* BEGIN Information given *

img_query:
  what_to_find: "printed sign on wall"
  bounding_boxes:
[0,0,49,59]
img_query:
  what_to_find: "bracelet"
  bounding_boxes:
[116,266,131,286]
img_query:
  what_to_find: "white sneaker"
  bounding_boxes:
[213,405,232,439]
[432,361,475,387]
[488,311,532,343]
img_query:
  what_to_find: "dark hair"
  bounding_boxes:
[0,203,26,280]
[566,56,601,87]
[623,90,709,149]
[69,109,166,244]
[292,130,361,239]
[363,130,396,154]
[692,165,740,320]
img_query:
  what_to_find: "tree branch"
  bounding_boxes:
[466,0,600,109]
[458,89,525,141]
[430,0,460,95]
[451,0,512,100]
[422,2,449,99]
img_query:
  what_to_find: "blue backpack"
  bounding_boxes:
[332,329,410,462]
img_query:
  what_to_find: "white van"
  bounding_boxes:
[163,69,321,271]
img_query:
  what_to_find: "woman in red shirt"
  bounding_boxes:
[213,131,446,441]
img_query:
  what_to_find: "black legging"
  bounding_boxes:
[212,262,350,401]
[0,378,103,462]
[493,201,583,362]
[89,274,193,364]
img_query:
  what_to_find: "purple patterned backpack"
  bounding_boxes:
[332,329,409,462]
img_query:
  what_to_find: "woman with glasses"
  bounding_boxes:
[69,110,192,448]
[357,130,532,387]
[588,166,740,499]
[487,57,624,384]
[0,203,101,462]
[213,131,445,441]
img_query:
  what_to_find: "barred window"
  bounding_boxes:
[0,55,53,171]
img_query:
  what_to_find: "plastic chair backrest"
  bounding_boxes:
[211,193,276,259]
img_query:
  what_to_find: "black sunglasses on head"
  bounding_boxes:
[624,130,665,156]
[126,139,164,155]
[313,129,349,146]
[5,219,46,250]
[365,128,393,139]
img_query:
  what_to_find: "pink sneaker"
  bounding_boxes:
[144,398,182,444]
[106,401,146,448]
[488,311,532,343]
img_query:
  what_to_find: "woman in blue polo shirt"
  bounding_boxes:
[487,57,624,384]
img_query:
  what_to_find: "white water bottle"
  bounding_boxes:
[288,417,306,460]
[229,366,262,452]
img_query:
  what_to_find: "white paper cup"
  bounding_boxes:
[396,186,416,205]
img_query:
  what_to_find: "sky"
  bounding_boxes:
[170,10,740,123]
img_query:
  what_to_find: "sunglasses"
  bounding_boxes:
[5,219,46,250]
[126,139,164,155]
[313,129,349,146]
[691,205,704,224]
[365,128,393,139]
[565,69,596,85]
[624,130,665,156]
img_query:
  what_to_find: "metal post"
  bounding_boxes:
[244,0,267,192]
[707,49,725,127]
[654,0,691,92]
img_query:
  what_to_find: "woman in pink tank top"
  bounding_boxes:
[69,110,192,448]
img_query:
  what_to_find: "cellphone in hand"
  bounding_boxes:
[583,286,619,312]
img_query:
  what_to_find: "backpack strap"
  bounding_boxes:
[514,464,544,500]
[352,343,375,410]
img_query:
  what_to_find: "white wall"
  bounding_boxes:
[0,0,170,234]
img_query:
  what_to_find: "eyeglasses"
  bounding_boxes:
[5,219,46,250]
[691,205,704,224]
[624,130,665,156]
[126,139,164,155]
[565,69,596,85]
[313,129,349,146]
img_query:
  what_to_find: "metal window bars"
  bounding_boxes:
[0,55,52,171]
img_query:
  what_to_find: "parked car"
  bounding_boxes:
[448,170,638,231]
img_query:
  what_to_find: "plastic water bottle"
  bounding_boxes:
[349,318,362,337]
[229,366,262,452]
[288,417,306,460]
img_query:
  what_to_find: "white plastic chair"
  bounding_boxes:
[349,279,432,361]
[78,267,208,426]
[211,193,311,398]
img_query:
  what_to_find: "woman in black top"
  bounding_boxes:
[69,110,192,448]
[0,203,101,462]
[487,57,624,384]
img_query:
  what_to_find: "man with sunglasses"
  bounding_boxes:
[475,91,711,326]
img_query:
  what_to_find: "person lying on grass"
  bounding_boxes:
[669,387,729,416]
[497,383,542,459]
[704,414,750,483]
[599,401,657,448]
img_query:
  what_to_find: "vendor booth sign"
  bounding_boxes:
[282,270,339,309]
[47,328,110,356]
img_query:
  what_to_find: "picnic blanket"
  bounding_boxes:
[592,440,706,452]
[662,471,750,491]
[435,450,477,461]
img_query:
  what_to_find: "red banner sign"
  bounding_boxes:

* END Information given *
* BEGIN Information given *

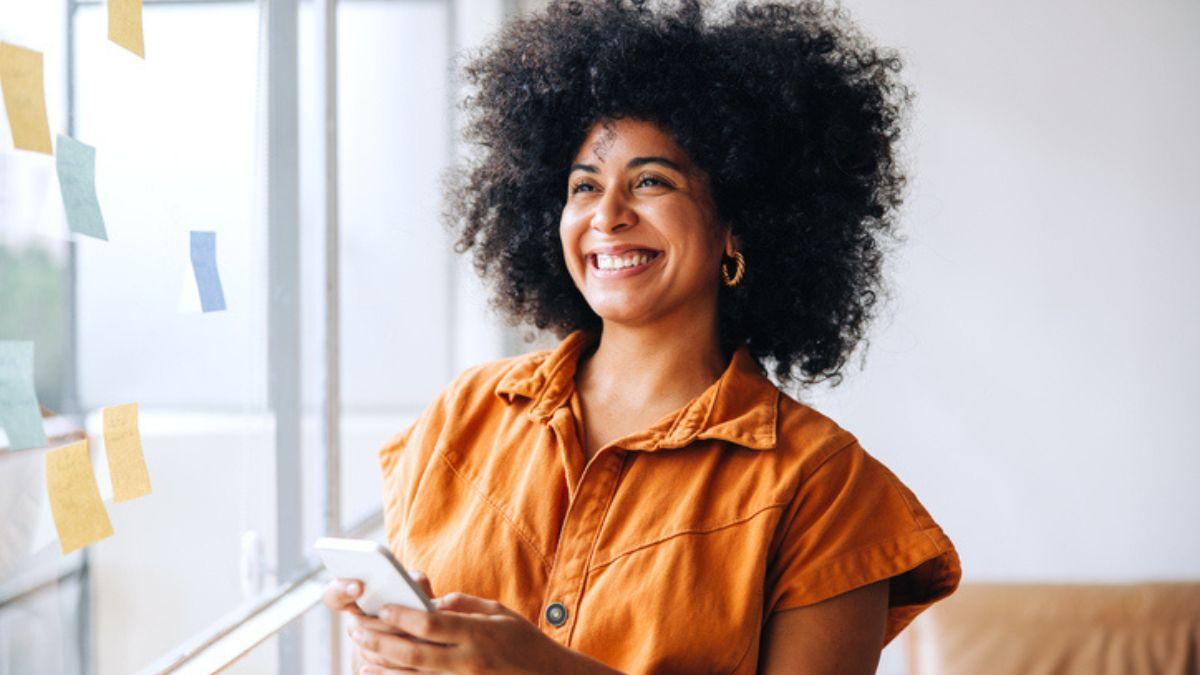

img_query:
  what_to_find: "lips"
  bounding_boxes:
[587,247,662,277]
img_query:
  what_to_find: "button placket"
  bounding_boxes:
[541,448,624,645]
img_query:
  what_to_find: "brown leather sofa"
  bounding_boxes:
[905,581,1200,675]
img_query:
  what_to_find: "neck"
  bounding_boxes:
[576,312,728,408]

* END Information given *

Your objective:
Please copy out each line of the material above that contains the string "shirt". Case matters.

Written solution:
  what_to_find: "woman in red shirt"
  what_to_find: "woman in blue polo shirt"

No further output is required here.